**What you should do:** Filter task. Return each line of the material that holds the string "white".
(Beginning of Data records)
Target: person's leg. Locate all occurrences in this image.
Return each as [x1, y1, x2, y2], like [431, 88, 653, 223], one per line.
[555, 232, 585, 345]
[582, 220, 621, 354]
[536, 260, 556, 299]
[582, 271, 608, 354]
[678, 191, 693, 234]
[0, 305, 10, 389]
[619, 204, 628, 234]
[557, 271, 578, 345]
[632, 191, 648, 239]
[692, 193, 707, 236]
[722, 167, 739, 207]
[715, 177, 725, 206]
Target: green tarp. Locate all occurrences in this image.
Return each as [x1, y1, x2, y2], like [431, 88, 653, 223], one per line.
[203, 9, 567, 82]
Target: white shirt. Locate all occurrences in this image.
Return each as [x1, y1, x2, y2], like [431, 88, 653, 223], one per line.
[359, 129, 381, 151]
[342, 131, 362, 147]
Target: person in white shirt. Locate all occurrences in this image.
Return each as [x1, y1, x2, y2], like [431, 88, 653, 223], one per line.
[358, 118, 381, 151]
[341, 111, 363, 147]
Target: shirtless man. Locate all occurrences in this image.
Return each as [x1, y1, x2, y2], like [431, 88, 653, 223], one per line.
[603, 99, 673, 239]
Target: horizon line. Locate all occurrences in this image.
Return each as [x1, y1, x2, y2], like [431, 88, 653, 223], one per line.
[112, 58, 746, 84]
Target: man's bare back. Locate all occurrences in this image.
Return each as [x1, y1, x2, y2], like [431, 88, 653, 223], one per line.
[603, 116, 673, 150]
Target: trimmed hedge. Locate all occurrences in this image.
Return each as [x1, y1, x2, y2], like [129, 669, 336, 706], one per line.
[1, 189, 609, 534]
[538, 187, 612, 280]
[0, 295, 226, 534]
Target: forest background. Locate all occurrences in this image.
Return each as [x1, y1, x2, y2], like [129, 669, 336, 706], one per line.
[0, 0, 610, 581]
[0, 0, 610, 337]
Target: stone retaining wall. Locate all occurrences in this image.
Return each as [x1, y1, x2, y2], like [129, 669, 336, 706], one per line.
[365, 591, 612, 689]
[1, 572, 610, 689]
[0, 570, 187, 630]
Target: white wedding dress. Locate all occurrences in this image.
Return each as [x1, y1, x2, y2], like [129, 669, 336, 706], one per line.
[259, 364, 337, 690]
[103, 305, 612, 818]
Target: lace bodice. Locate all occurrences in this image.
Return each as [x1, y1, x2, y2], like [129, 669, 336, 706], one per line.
(End of Data records)
**Task response:**
Target: white shirt. Locate all occurrences in this image.
Target: person in white shirt. Locate all occurrences in this image.
Target: white wedding dress. Locate all occurrences in this image.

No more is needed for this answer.